begin Text provided
Batch, Bulk API
Bulk API is the Salesforce REST-based interface built for moving large volumes of records in and out of an org.
Definition
Bulk API is the Salesforce REST-based interface built for moving large volumes of records in and out of an org. It handles insert, update, upsert, delete, hard delete, and query operations against datasets that run from a few thousand rows up to hundreds of millions. The work happens asynchronously. A client submits a job, Salesforce processes the records in the background, and the client polls for the results rather than waiting on a single synchronous response.
Bulk API 2.0 is the modern version and the one Salesforce recommends for new work. The original Bulk API (often called 1.0) made the client split data into batches by hand. Bulk API 2.0 removes that step. You upload one CSV file, Salesforce decides how to batch it internally, and you retrieve successful and failed rows when the job finishes. Salesforce guidance puts any operation above roughly 2,000 records in Bulk API territory.
How Bulk API moves data at scale
Why a separate API exists for high volume
The standard REST and SOAP APIs are synchronous. You send a request, the platform processes it inside one transaction, and you get an answer back on the same call. That model is fine for a handful of records. It falls apart when you need to load a million Accounts, because each call counts against the daily API request allocation and the round trips add up fast. Bulk API exists to sidestep that ceiling. It accepts a large payload in one upload, then processes the rows on the asynchronous layer where the platform can parallelize the work across server resources. The result is throughput that synchronous calls cannot match. A job that would take hours of chained REST calls can finish in minutes. This is why almost every serious data tool, including Data Loader, MuleSoft, and third-party ETL platforms, switches to Bulk API once the row count climbs. Salesforce documentation frames the decision simply. Operations above a few thousand records are good candidates for Bulk API, and smaller real-time operations belong on the synchronous REST or SOAP interfaces instead.
end Text provided
begin Material provided
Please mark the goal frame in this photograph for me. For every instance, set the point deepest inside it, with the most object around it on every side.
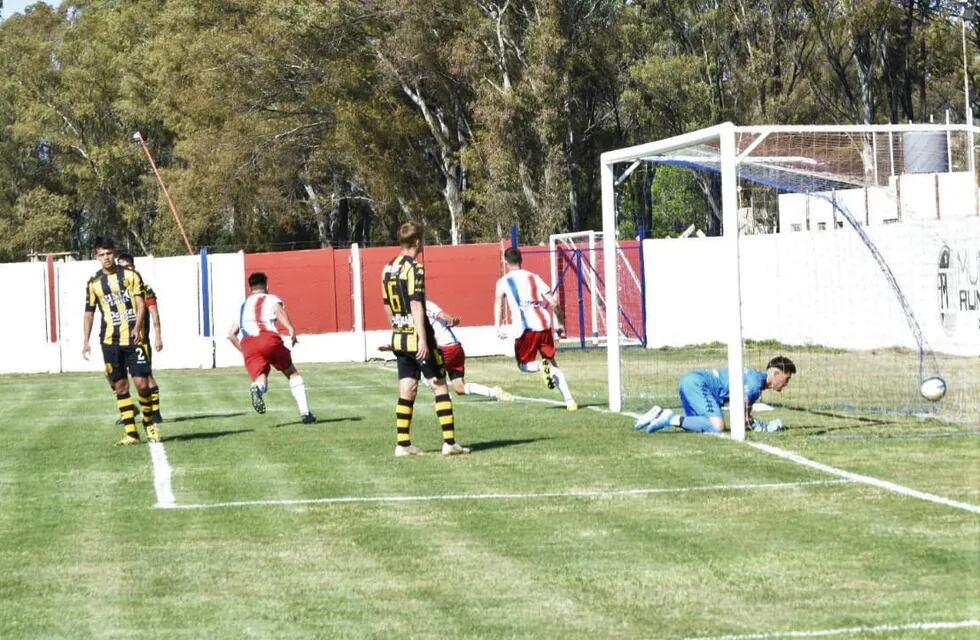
end Material provided
> Stated problem 1
In the Bulk API text, what does a client upload to start a Bulk API 2.0 job?
> Stated problem 2
List every operation that the Bulk API text says Bulk API handles.

> Full output 1
One CSV file.

> Full output 2
Insert, update, upsert, delete, hard delete, and query.